◆ Text extract ◆

“Listen? Do you want to know a secret? Do you promise not to tell?”
Those innocent lyrics by The Beatles take on a whole different meaning when you realize just how much is out there about you.
According to documents leaked by former NSA (National Security Agency) systems analyst, Edward Snowden, “the government has been collecting Americans’ phone records in bulk, and scooping up their emails, browsing history and social-media activity,” PBS Frontline stated in August. Their actions have heightened concerns about online privacy.
NSA says it’s doing so for our protection to prevent terrorism. Any invasion into my personal life bugs me as much as a snoopy store clerk, aka “The World Almanac of Misinformation,” did when I was a teen.
But are we stressing about the government learning too much about us when we already provide so much personal information on our social media sites?
I wasn’t concerned until I recalled the drama, “Enemy of the State” (1998). The movie played on our fears on how much the government can find out about us. It’s not just the government we should be wary of, however, if we want to keep our private lives … private.

◆ Work instructions ◆
[a] Reproduce the part of the privacy article starting with "I wasn’t concerned" and going on through "lives … private.".
[b] Identify every line of the records that contains the string "gray", counting only matches with the same uppercase and lowercase letters.
The privacy article and the records come from different sources.

[Entries from a point annotation set]
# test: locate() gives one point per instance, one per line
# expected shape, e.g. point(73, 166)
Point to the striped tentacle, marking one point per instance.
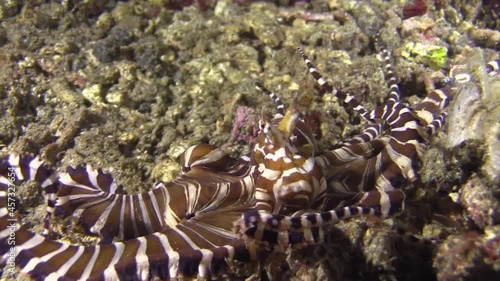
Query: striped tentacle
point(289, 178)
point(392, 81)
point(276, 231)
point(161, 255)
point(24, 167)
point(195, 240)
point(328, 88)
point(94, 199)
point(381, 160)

* * *

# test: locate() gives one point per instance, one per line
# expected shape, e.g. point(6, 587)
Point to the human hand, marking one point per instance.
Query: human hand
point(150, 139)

---

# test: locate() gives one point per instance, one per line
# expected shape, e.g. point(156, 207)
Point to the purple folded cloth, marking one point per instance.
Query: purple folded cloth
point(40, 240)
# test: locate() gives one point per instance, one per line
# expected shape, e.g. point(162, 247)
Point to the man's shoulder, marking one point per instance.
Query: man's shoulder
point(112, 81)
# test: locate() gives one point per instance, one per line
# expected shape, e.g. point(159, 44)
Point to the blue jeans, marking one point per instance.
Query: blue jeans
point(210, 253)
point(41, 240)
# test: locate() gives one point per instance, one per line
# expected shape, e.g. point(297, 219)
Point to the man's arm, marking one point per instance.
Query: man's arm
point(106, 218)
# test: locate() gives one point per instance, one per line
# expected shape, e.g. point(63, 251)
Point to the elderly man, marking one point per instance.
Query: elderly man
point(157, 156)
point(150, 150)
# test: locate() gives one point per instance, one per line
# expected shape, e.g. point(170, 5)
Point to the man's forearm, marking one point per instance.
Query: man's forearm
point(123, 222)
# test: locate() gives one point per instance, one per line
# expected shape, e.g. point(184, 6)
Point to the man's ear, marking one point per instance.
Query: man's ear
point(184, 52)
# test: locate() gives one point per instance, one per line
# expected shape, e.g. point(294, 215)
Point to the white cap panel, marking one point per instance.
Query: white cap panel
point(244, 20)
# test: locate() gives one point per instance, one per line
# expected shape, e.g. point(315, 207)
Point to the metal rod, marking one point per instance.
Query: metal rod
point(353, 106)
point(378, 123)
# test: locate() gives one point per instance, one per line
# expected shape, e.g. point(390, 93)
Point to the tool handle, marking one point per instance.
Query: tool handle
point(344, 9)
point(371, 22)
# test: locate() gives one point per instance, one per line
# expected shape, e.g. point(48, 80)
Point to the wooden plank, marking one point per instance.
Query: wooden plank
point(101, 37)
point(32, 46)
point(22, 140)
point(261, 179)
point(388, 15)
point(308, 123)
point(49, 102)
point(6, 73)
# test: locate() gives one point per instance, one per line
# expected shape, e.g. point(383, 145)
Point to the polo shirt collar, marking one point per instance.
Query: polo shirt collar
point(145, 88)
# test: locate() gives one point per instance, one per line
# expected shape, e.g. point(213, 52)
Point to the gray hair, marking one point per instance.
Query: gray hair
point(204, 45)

◆ The solutions ◆
[a]
I wasn’t concerned until I recalled the drama, “Enemy of the State” (1998). The movie played on our fears on how much the government can find out about us. It’s not just the government we should be wary of, however, if we want to keep our private lives … private.

[b]
Point to the gray hair, marking one point per instance.
Query: gray hair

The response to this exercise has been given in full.